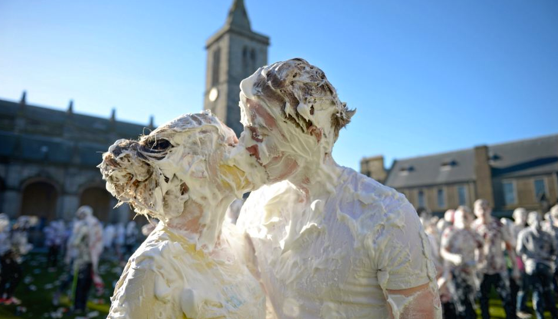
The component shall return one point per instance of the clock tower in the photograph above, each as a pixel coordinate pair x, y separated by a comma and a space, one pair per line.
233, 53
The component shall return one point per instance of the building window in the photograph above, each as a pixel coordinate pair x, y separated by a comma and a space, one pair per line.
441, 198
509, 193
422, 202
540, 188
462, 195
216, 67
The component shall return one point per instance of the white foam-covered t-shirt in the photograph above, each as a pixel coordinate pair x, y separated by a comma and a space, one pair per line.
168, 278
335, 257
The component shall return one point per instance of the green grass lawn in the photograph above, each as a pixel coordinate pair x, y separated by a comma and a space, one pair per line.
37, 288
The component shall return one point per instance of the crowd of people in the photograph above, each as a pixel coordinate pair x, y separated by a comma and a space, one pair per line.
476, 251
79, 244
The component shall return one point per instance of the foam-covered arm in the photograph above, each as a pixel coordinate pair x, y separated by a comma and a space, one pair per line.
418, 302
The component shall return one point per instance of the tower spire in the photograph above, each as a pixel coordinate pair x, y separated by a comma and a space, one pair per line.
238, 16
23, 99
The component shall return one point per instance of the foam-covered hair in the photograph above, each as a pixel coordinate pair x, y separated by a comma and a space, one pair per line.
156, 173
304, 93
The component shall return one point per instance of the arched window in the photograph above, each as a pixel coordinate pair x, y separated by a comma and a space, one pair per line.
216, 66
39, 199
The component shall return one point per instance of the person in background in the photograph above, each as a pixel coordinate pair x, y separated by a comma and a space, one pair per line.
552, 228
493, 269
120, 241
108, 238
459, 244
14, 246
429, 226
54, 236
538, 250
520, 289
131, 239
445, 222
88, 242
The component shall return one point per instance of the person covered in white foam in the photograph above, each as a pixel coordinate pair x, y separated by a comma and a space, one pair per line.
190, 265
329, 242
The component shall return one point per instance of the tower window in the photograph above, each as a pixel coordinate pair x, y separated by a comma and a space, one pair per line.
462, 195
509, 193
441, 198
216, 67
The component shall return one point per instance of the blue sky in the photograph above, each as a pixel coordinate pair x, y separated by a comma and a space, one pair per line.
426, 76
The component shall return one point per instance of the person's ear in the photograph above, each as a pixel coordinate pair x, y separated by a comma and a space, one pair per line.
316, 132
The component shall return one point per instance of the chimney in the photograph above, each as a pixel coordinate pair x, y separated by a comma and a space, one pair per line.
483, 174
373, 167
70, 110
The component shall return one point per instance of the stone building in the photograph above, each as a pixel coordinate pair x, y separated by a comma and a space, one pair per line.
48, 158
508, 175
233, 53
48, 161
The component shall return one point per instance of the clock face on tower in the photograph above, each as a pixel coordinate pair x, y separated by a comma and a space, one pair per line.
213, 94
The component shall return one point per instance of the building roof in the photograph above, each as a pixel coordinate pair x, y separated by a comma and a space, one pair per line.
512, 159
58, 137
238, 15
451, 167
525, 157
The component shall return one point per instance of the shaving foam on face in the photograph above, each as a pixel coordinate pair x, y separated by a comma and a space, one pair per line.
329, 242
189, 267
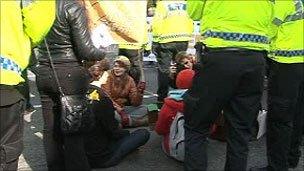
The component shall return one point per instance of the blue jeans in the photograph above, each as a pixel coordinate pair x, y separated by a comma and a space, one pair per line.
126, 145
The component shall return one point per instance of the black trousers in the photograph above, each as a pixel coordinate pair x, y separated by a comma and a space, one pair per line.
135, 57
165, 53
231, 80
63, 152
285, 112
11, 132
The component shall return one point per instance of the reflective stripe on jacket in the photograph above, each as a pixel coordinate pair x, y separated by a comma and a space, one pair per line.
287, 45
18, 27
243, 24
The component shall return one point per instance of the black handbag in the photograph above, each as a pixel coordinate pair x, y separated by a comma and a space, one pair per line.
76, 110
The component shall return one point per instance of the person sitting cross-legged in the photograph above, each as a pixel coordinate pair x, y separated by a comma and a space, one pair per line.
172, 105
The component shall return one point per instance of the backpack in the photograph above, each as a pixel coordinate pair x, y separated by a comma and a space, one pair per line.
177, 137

_ _ _ _ _ _ _

> WRITTEN REQUEST: Quote all of the data above word for word, but leave the pictures out.

> ANSWER TO THE PROBLEM:
The component shall return one point per instance of the clock tower in the photograph above, each as a pixel coordinate pair x, y separated by a comma and a space, one pair per line.
233, 53
The component shall return one point per instance of the building window in the photograph above, each as a pixel coordinate pair x, y separated by a comma and a space, one pair per line.
441, 198
509, 193
422, 202
540, 188
462, 195
216, 67
The component shall return one point per instance of the white foam-covered t-shirt in the photograph above, each as a pixel coordinate pair x, y separated by a comma and a space, one pair per line.
168, 278
335, 257
The component shall return one point per instance of the green grass lawn in the photograph above, each as a pixel coordinate pair x, y separated by a comma and a space, one pair per line.
37, 288
The component shall return one point per instance of the crowd of people in the photograph above, each as a pixel coordinate pair x, y separated by a comma and a space, one pair per line.
476, 251
79, 244
The component shall return one point per instance of the foam-covered arm in the photograph above, each as a pixel coordinate pair x, y separated by a comma and a space, one pair per line.
418, 302
The component shall return one point per instance of the tower spire in the photograph above, each as a pixel coordinate pair x, y separated by a comma and a space, one pair per line.
238, 16
23, 99
The component shall return one point per instance of the foam-covered hair in the photograph above, each as a pixel coordinate pair x, y separated by a comma and a space, one pair per line.
156, 173
304, 93
The component shall return one point per instance of the arched window in the photograph above, each as a pixel coordinate pair x, y separated by a comma and a space, one pair per line.
216, 66
39, 199
The component shall return one point per instance of the person in background in the photograph above, each as a pixel coordinate pair x, y separated by a comma and a space, one pair per line.
552, 228
493, 269
120, 241
108, 238
459, 244
14, 246
429, 226
54, 236
538, 250
520, 289
131, 239
445, 222
88, 242
The component shall return one point per instance of the person covered in white foam in the photograph above, each as a pixel coordinate pair x, y separated by a comma and a space, one pair per line.
190, 265
329, 242
The component shall return one point per instance of the tower window in the photograph above, each as a pixel coordinate pair x, y separated by a comma and a space, one pair per line.
462, 195
509, 193
441, 198
216, 67
The component shall return one point per instance of the blue sky in the photograph above, each as a pixel coordinate pair x, y separated by a comma and a space, one pair per line.
426, 76
The component shall return one point per instance of the person's ear in the photograph above, each as a pixel coordinate pair x, y separated by a comma and a space, one pair per line.
316, 132
The component shall return one point per instance of the chimney in the photograph above, each as a pixel coordinate pair x, y separated by a comma and a space, one pair per line.
483, 174
373, 167
70, 110
The component shall return one point per instance of the stone building in the photograph above, each as a pixel coordinate pair x, y separated by a comma and a space, one pair per line.
48, 158
508, 175
233, 53
48, 161
The component shall return one point per instance of the clock face on tower in the photograph above, each as a pixel coordinate pair x, y separated by a comma and a space, one pair per line.
213, 94
The component shall return one point per instance of the building roof in the photograph above, each as a pixel coordinate pair x, y separated by a comma and a space, one pair per line.
512, 159
58, 137
238, 15
451, 167
525, 157
The component shall return one point per instance of the shaving foam on face in the photograph above, each as a pixel coordinate pair x, y separated by a comma and a space, one pair per line.
329, 242
189, 267
The component shall return one point per instance of the blue jeans in the photograph above, each as a pixel coordinate pair x, y separated by a comma and a space, one pair per line.
126, 145
The component shall return one point per instance of the black trousers in the photograph above, each as a pixel coordinate pair x, y separated by a comma and a space, one pair per line.
135, 57
165, 53
231, 80
63, 152
285, 112
11, 132
The component shall return one point per instance of the reflective stripe on jacket in the photograph above, each as a pixel coordinate pair x, y separated by a comma and a space, one pair per line.
287, 45
18, 27
243, 24
The component shall return one point per instance of the black handbag in the photograph above, each as a pixel coordinate pair x, y separated by a comma and a space, one pair per line.
76, 110
The component shall return one point per instance of the person sitting cross-legged in the photograph above, each as a pixel coordinate pair x, y separated by a comma and a space, one pair per line.
172, 105
The component shall return one point per instance of the backpack in the photograph above, each as a pixel coordinate pair x, y separated by a comma and a space, one pair per line.
177, 137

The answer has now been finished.